_任务目标_: 显示下方记录中含有字符串“tree”的每一行，区分大小写。

_记录摘录_:
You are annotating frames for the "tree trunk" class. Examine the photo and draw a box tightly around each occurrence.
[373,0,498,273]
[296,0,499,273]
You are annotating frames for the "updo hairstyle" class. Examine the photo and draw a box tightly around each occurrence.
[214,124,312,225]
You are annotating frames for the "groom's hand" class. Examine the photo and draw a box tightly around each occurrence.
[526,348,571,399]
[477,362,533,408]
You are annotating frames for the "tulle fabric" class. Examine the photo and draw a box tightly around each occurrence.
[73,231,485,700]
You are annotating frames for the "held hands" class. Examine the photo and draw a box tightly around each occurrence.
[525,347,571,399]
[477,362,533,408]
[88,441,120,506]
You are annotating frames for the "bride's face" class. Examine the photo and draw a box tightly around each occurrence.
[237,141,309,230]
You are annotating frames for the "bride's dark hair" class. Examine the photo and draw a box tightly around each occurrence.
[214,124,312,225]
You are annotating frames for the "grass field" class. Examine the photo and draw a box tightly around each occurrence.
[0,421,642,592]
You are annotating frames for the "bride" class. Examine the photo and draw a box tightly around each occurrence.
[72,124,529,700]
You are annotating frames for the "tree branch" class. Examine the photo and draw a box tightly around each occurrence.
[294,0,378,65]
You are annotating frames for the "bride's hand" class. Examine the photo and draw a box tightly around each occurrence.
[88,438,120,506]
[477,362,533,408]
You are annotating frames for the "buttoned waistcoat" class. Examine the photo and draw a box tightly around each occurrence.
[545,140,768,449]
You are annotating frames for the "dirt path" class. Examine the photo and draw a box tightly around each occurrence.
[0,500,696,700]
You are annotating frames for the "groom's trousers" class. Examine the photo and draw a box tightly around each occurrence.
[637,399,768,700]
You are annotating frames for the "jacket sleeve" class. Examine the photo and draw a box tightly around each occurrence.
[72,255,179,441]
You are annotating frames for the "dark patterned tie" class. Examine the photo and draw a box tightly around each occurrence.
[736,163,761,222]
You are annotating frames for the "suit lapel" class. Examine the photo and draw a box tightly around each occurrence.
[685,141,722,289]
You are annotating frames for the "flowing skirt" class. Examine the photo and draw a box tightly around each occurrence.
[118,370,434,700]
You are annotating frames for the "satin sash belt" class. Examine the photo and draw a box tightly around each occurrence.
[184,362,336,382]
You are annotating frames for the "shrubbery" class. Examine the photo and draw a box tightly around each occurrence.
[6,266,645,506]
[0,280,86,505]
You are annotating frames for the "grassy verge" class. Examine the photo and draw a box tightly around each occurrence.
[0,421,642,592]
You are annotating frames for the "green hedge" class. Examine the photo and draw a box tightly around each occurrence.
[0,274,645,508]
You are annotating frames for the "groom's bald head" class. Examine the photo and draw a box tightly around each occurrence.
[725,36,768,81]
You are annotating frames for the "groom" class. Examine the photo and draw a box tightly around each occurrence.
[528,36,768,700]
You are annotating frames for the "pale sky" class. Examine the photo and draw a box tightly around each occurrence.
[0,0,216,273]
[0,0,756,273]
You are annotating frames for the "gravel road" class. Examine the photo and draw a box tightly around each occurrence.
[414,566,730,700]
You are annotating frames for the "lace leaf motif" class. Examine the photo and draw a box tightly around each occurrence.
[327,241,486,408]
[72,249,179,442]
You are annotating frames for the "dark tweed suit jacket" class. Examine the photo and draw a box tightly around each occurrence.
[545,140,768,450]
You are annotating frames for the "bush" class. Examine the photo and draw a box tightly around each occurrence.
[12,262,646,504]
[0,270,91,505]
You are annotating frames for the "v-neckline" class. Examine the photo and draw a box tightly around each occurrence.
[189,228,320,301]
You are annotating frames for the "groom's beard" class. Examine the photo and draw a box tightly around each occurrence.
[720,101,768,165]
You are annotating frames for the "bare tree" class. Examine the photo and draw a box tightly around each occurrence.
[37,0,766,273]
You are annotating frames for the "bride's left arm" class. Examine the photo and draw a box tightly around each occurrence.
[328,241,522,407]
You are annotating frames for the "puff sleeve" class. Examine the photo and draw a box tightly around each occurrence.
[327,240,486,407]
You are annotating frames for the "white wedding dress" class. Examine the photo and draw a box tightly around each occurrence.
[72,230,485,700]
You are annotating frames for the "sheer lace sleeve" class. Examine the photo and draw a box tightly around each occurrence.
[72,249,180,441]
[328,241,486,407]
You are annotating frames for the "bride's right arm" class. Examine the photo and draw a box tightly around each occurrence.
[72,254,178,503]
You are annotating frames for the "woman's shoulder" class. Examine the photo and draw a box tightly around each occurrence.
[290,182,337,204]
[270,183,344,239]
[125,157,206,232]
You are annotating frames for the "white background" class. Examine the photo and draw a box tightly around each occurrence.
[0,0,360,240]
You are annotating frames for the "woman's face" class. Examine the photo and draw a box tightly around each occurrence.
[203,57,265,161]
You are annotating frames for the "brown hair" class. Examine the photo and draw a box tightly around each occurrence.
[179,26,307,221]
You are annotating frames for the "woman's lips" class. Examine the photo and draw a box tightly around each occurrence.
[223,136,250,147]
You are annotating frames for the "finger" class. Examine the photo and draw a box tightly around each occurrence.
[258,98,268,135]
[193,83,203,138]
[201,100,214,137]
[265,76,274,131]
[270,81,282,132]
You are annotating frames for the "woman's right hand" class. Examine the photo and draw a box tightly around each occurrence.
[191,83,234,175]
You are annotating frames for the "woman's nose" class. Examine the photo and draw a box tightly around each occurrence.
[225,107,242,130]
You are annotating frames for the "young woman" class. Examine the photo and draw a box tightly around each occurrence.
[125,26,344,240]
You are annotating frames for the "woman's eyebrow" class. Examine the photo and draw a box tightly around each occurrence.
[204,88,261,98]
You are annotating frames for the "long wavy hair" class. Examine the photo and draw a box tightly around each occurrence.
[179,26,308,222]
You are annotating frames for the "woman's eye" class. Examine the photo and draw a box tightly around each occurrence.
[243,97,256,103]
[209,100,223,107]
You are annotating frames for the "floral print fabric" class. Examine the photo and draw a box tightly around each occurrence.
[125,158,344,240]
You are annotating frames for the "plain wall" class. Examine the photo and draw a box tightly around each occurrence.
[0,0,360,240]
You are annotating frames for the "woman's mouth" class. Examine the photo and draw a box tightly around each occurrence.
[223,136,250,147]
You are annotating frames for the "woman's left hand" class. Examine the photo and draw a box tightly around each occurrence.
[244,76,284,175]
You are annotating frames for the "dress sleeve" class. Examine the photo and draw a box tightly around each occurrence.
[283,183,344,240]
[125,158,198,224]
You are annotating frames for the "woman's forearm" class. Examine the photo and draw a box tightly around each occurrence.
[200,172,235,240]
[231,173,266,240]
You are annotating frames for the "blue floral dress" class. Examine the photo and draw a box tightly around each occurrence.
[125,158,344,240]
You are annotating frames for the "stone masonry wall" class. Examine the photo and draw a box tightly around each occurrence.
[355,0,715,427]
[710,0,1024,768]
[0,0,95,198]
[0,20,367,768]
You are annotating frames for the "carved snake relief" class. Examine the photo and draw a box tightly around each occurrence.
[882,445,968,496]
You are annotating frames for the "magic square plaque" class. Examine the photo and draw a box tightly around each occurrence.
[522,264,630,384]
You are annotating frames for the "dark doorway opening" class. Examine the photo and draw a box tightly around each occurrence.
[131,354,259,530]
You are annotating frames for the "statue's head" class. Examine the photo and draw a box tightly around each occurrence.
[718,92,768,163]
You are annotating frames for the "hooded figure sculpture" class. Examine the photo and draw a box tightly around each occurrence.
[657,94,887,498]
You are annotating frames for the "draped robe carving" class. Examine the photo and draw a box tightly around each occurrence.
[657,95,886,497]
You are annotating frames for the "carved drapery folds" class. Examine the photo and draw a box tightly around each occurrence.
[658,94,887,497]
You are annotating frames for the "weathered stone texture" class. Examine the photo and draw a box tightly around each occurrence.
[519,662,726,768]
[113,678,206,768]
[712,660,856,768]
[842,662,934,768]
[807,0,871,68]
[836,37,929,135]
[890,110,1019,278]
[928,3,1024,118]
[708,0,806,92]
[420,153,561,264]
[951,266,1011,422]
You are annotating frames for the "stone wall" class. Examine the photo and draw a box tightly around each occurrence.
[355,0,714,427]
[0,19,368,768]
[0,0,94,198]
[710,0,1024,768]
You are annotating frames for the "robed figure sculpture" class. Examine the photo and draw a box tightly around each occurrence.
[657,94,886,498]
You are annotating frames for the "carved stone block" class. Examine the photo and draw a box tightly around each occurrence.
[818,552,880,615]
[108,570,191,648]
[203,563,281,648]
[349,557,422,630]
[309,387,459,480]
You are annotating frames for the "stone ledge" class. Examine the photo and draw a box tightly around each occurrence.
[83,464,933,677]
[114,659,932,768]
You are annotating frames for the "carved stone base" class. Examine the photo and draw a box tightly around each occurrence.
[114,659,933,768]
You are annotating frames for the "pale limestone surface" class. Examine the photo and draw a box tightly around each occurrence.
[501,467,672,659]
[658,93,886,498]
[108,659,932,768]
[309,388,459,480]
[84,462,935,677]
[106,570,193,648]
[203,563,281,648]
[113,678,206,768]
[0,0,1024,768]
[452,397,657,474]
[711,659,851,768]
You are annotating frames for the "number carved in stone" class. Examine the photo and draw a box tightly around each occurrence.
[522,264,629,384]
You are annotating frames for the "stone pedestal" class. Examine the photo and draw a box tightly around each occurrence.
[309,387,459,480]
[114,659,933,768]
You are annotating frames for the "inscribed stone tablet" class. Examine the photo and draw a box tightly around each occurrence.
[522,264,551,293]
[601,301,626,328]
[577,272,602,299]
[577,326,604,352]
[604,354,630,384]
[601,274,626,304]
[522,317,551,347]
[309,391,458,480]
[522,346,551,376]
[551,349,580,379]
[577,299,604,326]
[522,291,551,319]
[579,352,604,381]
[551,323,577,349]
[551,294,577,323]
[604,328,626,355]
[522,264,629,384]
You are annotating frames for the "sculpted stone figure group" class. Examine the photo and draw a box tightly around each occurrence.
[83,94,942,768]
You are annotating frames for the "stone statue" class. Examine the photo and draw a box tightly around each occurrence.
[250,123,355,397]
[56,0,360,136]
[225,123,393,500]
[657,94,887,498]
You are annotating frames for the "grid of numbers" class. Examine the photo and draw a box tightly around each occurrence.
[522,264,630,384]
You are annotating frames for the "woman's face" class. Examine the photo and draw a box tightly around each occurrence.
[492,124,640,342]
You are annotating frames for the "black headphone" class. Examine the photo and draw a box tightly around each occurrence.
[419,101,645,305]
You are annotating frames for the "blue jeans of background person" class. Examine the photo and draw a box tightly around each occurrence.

_回答_:
You are annotating frames for the "tree trunk" class. Examine the photo and draw a box tightly around each occurrence.
You are annotating frames for the "tree branch" class. Examine the photo and draw a box tightly around each occurrence.
You are annotating frames for the "bare tree" class. Examine the photo and draw a box tightly around each occurrence.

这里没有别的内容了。